> [Exercise aim]
Leave the images out. Give every line below again, precisely.

Natural-language object grounding data:
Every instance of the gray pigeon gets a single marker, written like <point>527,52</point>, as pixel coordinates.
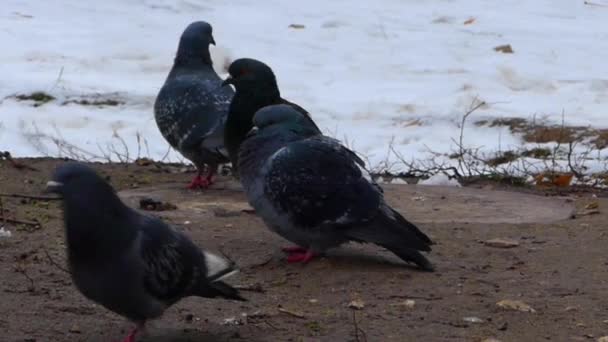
<point>313,191</point>
<point>256,87</point>
<point>134,265</point>
<point>191,107</point>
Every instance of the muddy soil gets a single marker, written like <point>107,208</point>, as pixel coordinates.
<point>557,264</point>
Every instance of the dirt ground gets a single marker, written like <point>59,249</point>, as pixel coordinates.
<point>558,266</point>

> [Exercise output]
Every instance of the gray pigeon gets a single marker, written like <point>527,52</point>, as pixel coordinates.
<point>313,191</point>
<point>256,87</point>
<point>134,265</point>
<point>191,107</point>
Every instance of the muddy soil gets a single marker, written like <point>107,208</point>, as pixel coordinates.
<point>557,264</point>
Every instance of the dirt ground gets a single marker, written like <point>59,249</point>, as pixel coordinates.
<point>558,266</point>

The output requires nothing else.